§ **TASK TO CARRY OUT**
Which lines of the material below contain the string "bicycle"? Return every one of them, treating uppercase and lowercase as different.

§ **RECORDS SHOWN**
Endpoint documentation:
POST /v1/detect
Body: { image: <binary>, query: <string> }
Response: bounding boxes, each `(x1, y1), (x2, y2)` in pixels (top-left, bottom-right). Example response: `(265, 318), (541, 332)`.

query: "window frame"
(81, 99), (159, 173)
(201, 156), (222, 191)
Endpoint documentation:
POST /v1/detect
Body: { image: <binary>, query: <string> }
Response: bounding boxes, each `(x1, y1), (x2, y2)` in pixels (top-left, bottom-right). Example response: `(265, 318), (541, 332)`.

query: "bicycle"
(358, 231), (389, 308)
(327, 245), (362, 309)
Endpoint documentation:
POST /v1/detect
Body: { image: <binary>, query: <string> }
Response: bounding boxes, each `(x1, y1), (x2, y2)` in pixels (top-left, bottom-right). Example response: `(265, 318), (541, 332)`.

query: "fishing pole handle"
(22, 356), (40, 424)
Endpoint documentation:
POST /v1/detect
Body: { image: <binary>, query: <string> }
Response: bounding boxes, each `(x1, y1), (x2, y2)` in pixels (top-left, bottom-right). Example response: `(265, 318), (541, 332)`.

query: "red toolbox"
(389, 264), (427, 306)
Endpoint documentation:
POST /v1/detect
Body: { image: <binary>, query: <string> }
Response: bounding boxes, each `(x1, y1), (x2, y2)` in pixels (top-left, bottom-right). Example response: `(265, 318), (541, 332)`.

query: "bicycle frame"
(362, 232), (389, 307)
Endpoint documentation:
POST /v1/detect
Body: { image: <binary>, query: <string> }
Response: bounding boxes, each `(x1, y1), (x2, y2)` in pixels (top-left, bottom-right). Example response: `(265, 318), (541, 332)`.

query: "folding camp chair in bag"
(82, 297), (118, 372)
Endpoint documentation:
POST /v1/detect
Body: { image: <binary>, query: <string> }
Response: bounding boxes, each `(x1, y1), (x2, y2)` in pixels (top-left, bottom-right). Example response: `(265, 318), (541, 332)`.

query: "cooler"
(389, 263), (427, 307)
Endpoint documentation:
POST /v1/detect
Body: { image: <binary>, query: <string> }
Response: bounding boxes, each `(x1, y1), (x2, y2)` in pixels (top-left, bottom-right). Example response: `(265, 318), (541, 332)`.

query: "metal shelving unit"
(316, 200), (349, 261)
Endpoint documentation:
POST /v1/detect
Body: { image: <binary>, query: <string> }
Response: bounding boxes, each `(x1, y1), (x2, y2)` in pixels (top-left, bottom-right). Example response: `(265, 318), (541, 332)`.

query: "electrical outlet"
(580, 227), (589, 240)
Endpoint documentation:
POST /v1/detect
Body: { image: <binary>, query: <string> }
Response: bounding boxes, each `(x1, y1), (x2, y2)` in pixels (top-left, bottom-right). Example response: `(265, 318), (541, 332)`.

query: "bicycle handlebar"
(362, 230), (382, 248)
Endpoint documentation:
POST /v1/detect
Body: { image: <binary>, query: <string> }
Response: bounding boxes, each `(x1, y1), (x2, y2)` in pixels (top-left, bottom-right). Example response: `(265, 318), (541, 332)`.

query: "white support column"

§ **THE COMPLETED TASK**
query: "bicycle"
query: "bicycle frame"
query: "bicycle handlebar"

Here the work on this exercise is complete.